▶ _DIRECTIVE_: Extract from the records below each line that contains the string "surface", and copy each one in full.
-- start GIVEN RECORDS --
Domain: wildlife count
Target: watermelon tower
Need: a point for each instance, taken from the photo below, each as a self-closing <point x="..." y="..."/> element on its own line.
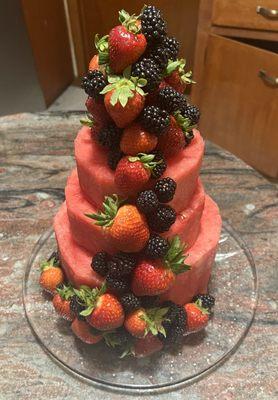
<point x="136" y="224"/>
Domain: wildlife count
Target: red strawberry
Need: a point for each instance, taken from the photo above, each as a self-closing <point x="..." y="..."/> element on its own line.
<point x="152" y="277"/>
<point x="61" y="302"/>
<point x="97" y="110"/>
<point x="148" y="345"/>
<point x="51" y="275"/>
<point x="127" y="227"/>
<point x="103" y="310"/>
<point x="126" y="44"/>
<point x="197" y="316"/>
<point x="176" y="75"/>
<point x="83" y="331"/>
<point x="132" y="173"/>
<point x="139" y="322"/>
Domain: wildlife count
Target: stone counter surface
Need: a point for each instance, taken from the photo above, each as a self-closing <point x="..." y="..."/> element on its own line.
<point x="36" y="153"/>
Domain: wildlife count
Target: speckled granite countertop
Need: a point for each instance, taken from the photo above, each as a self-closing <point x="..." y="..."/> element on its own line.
<point x="36" y="157"/>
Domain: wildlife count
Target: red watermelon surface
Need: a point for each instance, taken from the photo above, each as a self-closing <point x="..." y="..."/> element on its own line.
<point x="95" y="238"/>
<point x="76" y="260"/>
<point x="97" y="179"/>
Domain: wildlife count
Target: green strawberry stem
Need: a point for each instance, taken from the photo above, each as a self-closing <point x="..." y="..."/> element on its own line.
<point x="106" y="217"/>
<point x="154" y="318"/>
<point x="174" y="258"/>
<point x="147" y="160"/>
<point x="129" y="21"/>
<point x="124" y="87"/>
<point x="102" y="47"/>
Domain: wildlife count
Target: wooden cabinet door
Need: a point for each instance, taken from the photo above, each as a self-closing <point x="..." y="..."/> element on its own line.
<point x="239" y="109"/>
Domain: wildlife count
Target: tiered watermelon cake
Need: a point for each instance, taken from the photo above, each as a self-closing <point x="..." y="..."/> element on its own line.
<point x="137" y="234"/>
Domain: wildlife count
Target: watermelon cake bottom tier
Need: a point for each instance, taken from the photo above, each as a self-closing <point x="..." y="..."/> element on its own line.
<point x="95" y="239"/>
<point x="76" y="260"/>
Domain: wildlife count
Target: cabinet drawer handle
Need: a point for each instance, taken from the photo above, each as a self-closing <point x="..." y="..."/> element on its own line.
<point x="267" y="12"/>
<point x="270" y="80"/>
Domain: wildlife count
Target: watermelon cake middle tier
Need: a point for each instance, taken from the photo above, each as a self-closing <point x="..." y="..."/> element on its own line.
<point x="97" y="179"/>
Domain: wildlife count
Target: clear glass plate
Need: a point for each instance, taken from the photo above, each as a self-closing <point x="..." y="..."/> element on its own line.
<point x="233" y="283"/>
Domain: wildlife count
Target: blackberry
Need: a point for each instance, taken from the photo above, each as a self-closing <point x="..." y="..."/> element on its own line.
<point x="192" y="112"/>
<point x="155" y="120"/>
<point x="100" y="263"/>
<point x="152" y="24"/>
<point x="119" y="285"/>
<point x="165" y="189"/>
<point x="130" y="302"/>
<point x="125" y="264"/>
<point x="171" y="100"/>
<point x="207" y="300"/>
<point x="114" y="157"/>
<point x="162" y="219"/>
<point x="156" y="247"/>
<point x="149" y="301"/>
<point x="147" y="201"/>
<point x="93" y="83"/>
<point x="172" y="47"/>
<point x="76" y="307"/>
<point x="54" y="255"/>
<point x="109" y="136"/>
<point x="147" y="69"/>
<point x="159" y="169"/>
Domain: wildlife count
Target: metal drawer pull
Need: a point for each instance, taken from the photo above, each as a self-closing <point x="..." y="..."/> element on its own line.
<point x="270" y="80"/>
<point x="267" y="12"/>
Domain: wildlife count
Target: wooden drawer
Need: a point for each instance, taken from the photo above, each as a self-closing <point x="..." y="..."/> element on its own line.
<point x="239" y="109"/>
<point x="243" y="14"/>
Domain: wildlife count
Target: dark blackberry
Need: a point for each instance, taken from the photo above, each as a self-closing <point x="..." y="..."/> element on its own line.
<point x="155" y="120"/>
<point x="147" y="201"/>
<point x="160" y="168"/>
<point x="93" y="83"/>
<point x="147" y="69"/>
<point x="130" y="302"/>
<point x="207" y="301"/>
<point x="171" y="100"/>
<point x="109" y="136"/>
<point x="172" y="45"/>
<point x="165" y="189"/>
<point x="100" y="263"/>
<point x="152" y="24"/>
<point x="149" y="301"/>
<point x="125" y="264"/>
<point x="114" y="157"/>
<point x="192" y="112"/>
<point x="162" y="219"/>
<point x="55" y="256"/>
<point x="76" y="308"/>
<point x="119" y="285"/>
<point x="156" y="247"/>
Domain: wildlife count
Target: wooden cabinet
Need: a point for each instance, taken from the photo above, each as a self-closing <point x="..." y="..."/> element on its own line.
<point x="237" y="81"/>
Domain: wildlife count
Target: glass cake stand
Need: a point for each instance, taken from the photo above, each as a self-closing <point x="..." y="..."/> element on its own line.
<point x="233" y="283"/>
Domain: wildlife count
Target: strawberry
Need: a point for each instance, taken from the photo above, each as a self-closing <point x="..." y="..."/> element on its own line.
<point x="83" y="331"/>
<point x="136" y="139"/>
<point x="51" y="275"/>
<point x="140" y="322"/>
<point x="126" y="43"/>
<point x="61" y="302"/>
<point x="176" y="75"/>
<point x="153" y="277"/>
<point x="127" y="227"/>
<point x="124" y="98"/>
<point x="146" y="346"/>
<point x="197" y="316"/>
<point x="174" y="139"/>
<point x="103" y="310"/>
<point x="97" y="110"/>
<point x="132" y="173"/>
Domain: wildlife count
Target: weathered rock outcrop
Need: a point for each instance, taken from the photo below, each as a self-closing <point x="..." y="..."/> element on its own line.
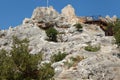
<point x="100" y="65"/>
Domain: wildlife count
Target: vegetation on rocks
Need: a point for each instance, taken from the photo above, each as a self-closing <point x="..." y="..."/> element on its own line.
<point x="58" y="57"/>
<point x="52" y="34"/>
<point x="92" y="48"/>
<point x="19" y="64"/>
<point x="73" y="61"/>
<point x="78" y="26"/>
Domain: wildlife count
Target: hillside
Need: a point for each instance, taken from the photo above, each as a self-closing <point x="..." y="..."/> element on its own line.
<point x="100" y="63"/>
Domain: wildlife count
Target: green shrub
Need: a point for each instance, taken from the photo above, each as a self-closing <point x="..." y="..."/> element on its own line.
<point x="52" y="34"/>
<point x="92" y="49"/>
<point x="19" y="64"/>
<point x="74" y="61"/>
<point x="58" y="57"/>
<point x="78" y="26"/>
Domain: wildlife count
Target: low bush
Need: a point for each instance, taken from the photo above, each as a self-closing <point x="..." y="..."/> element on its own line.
<point x="73" y="61"/>
<point x="78" y="26"/>
<point x="19" y="64"/>
<point x="92" y="49"/>
<point x="52" y="34"/>
<point x="58" y="57"/>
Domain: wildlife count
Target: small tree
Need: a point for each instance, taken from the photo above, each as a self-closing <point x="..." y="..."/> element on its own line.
<point x="52" y="34"/>
<point x="19" y="64"/>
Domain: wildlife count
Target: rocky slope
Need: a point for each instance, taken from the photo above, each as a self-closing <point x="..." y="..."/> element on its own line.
<point x="100" y="65"/>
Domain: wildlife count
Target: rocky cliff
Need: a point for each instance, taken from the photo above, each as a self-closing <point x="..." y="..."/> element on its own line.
<point x="100" y="65"/>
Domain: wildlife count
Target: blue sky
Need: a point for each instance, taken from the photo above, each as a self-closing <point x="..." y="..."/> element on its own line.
<point x="12" y="12"/>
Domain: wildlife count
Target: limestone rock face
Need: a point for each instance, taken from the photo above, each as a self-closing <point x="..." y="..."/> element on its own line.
<point x="45" y="13"/>
<point x="69" y="12"/>
<point x="100" y="65"/>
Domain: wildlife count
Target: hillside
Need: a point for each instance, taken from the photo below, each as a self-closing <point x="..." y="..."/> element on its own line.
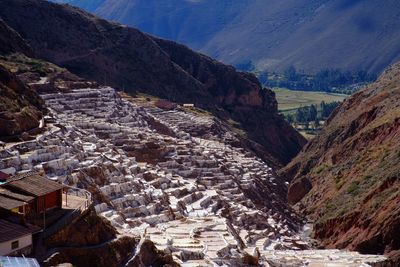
<point x="273" y="34"/>
<point x="347" y="179"/>
<point x="127" y="59"/>
<point x="21" y="108"/>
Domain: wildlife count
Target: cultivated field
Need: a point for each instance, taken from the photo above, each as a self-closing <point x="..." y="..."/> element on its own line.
<point x="290" y="99"/>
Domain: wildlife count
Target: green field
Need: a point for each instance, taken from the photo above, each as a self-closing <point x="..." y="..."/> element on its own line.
<point x="290" y="99"/>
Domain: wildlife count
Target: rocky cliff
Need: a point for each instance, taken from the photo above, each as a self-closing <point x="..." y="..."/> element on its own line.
<point x="273" y="34"/>
<point x="135" y="62"/>
<point x="21" y="108"/>
<point x="348" y="178"/>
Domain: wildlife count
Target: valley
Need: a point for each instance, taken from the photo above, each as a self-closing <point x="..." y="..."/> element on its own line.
<point x="119" y="148"/>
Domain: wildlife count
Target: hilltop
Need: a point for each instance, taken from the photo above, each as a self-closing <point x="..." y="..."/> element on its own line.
<point x="272" y="34"/>
<point x="347" y="178"/>
<point x="130" y="60"/>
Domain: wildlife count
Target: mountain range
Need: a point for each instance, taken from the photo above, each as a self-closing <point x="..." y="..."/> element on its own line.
<point x="130" y="60"/>
<point x="270" y="34"/>
<point x="347" y="179"/>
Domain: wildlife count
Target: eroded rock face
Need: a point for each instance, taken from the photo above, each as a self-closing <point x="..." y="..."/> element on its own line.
<point x="11" y="41"/>
<point x="353" y="167"/>
<point x="87" y="231"/>
<point x="128" y="59"/>
<point x="20" y="107"/>
<point x="208" y="201"/>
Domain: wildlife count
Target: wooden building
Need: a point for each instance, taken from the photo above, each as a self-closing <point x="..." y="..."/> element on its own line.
<point x="40" y="193"/>
<point x="16" y="239"/>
-- end GIVEN RECORDS --
▶ _ANSWER FOR THIS EXERCISE_:
Target: stone counter surface
Target: red watermelon surface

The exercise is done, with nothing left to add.